Name each condition that the article on mental health below says people must be liberated from to improve their mental health.

── EXCERPT PROVIDED ──

Mental health: We can’t tolerate the intolerable

by Eóin Dawson

Over the course of the pandemic, there has been speculation about what impact the lockdown and other measures have had on people’s mental health. While some services have seen a reduction in referrals, with life’s ordinary pressures eased for some, certain groups have been left vulnerable by the lockdown. 

Emergency services in crisis 

Phone counselling service Childline reports that it delivered 43% of last year’s total counselling sessions in the first seven weeks of lockdown. Many of those who rely on face-to-face counselling to maintain their mental health have found that phone counselling just isn’t the same and have presented to emergency services in crisis. There has also been a spike in eating disorder referrals. 

The pandemic has exposed many things, including the eating patterns of many young people, particularly young women, striving towards unattainable beauty standards and seeking to internalise a sense of control over one aspect of their lives at least. Young people also find themselves cut off from key support in the form of friends.

Reduction in services 

There has also been an increase in reports of primary-school-age children and their parents struggling to cope. Children as young as four have presented to crisis mental health services with concerns that they are a significant risk to themselves or others. This is reflective of the needs of young children to have an enriched, engaging and social environment. It also demonstrates the impact that a reduction in mental service availablity is having on families. 

However, it’s important to recognise that, pandemic or not, the state of people’s mental health is often in large part a reflection of their material conditions. Working-class people are most vulnerable to these effects. Those with little or no outdoor space, limited access to transport to outdoor spaces, and limited income to struggling to cope with lockdown, mental ill health is too often a normal reaction to abnormal circumstances. Mental health practitioners are acutely aware of this and avoid invalidating people by trying to teach them to tolerate the intolerable. The reality is that to attempt to do so would in itself be harmful.

Massive investment needed 

In addition to the economic debt, there will be a huge mental health debt from this crisis. The looming mental health crisis will inevitably be compounded by the unfolding economic crisis. The pandemic cannot be used as an excuse to withhold mental health services or deny access to living conditions that make many such services redundant. Mass investment must be made in mental health services now, adapting existing services to be able to deliver even under pandemic conditions. The current workforce must be expanded and upskilled. Even before the pandemic and the psychological harm it has caused, mental health services were overstretched. The need for investment has never been more urgent.

Important a role as they have to play, the limitations of mental health services must also be acknowledged. No amount of counselling or mindfulness will successfully train people to tolerate the intolerable. The most effective way to improve people’s mental health is to liberate them from poverty, hardship, oppression and marginalisation. This means liberation from the intolerable conditions which capitalism as a system requires, and replace it with a socialist system that enriches ordinary people’s material and social environment.

───
── RECORD EXTRACTS ──

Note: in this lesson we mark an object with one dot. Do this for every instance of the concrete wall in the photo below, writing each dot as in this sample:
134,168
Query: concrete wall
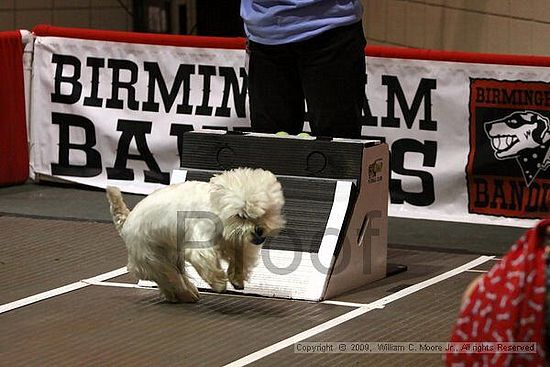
97,14
497,26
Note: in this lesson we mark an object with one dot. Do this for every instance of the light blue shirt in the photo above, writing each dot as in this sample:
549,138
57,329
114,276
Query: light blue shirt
273,22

───

▶ **WRITTEN ANSWER**: Poverty, hardship, oppression, and marginalisation.